Stored records:
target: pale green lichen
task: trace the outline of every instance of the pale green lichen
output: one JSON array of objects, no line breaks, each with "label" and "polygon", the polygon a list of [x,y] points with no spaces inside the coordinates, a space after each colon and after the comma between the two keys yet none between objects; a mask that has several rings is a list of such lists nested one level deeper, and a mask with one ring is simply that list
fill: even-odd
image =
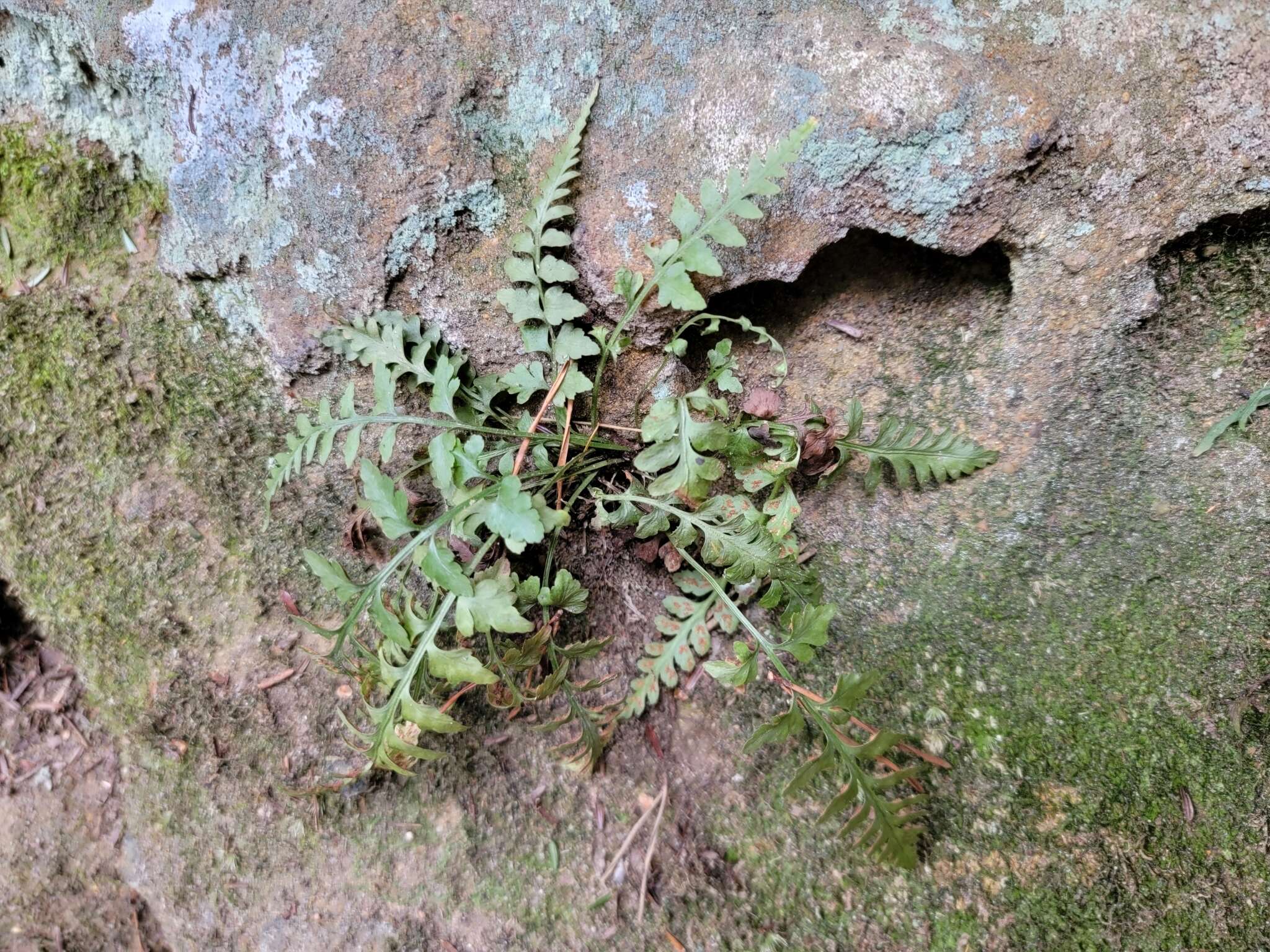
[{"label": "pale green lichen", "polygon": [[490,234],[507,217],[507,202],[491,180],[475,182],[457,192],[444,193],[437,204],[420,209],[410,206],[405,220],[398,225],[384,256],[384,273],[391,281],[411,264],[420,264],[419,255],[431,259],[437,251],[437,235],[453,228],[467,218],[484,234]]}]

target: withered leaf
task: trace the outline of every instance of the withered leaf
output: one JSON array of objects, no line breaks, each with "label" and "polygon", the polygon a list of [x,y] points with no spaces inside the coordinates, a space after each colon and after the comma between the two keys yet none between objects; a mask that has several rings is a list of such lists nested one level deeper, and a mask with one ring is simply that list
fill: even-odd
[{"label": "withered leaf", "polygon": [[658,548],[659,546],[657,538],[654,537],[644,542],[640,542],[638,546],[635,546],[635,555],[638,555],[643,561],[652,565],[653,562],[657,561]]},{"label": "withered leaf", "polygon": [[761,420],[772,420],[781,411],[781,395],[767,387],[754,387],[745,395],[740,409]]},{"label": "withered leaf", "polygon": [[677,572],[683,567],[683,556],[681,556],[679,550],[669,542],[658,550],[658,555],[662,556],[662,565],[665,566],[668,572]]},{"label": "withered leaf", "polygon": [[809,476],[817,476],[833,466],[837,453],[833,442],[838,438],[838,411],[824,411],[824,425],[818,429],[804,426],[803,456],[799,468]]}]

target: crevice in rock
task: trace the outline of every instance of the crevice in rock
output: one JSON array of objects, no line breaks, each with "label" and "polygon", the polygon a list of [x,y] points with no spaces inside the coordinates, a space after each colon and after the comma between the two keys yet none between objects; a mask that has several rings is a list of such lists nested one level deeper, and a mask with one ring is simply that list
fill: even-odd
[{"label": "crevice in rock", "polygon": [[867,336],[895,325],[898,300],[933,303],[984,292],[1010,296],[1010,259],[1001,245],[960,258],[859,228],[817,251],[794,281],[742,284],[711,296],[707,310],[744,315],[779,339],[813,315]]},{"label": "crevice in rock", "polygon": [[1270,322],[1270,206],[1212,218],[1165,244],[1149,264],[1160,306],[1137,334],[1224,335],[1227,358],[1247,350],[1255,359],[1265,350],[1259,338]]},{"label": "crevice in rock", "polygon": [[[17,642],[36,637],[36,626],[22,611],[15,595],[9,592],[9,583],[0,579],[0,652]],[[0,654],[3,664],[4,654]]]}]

Problem details: Lay out every line of the data above as a numbered list, skipping blank lines and leaving out the picture.

Response to the exercise:
1. target: pale green lichen
2. task: trace the outline of every instance of the pale green lichen
3. output: one JSON array of objects, no line breaks, each with "label" and "polygon", the polygon a list of [x,y] points with no spaces inside the coordinates, a space after each colon and after the comma between the two keys yet none between objects; a mask that has several rings is a list of such lists nested one level deeper, and a mask with one ring is simply that list
4. fill: even-odd
5. image =
6. [{"label": "pale green lichen", "polygon": [[490,234],[507,217],[507,202],[491,180],[475,182],[457,192],[444,193],[437,204],[420,209],[410,206],[405,220],[398,225],[384,256],[384,273],[391,281],[411,264],[420,264],[419,255],[431,259],[437,251],[437,235],[453,228],[467,218],[484,234]]}]
7. target: withered leaf
8. task: trace the outline of every instance of the withered leaf
9. output: one JSON array of objects, no line breaks, each with "label" and "polygon", the polygon a list of [x,y] points with no spaces inside the coordinates, a space after each colon and after the comma between the two keys yet none between objects; a mask that has several rings is a list of such lists nested one level deeper, and a mask with one ring is simply that list
10. fill: even-odd
11. [{"label": "withered leaf", "polygon": [[658,548],[659,546],[657,538],[654,537],[644,542],[640,542],[638,546],[635,546],[635,555],[638,555],[643,561],[652,565],[653,562],[657,561]]},{"label": "withered leaf", "polygon": [[761,420],[772,420],[781,411],[781,395],[767,387],[754,387],[745,395],[740,409]]},{"label": "withered leaf", "polygon": [[677,572],[683,567],[683,556],[681,556],[679,550],[669,542],[658,550],[658,555],[662,556],[662,565],[665,566],[668,572]]},{"label": "withered leaf", "polygon": [[809,476],[817,476],[833,466],[837,453],[833,442],[838,438],[838,411],[824,411],[824,425],[818,429],[804,426],[803,456],[799,468]]}]
12. target: crevice in rock
13. task: trace the outline of every instance of the crevice in rock
14. output: one JSON array of objects, no line breaks, each with "label" and "polygon", the polygon a list of [x,y] points with no spaces inside the coordinates, a space after each colon and after the comma between the two keys yet none between objects; a mask that has several rings is a list of such lists nested one level deeper, and a mask with one ring is simply that list
15. fill: even-odd
16. [{"label": "crevice in rock", "polygon": [[867,336],[895,325],[898,300],[933,303],[984,292],[1010,296],[1010,259],[1001,245],[960,258],[859,228],[817,251],[794,281],[742,284],[711,296],[707,310],[744,315],[779,339],[813,315]]},{"label": "crevice in rock", "polygon": [[1270,322],[1270,206],[1212,218],[1165,244],[1149,264],[1160,306],[1137,334],[1224,335],[1227,358],[1247,350],[1255,359],[1265,350],[1259,338]]},{"label": "crevice in rock", "polygon": [[[17,642],[36,637],[36,626],[22,611],[15,595],[9,592],[9,583],[0,579],[0,652]],[[0,654],[3,664],[4,654]]]}]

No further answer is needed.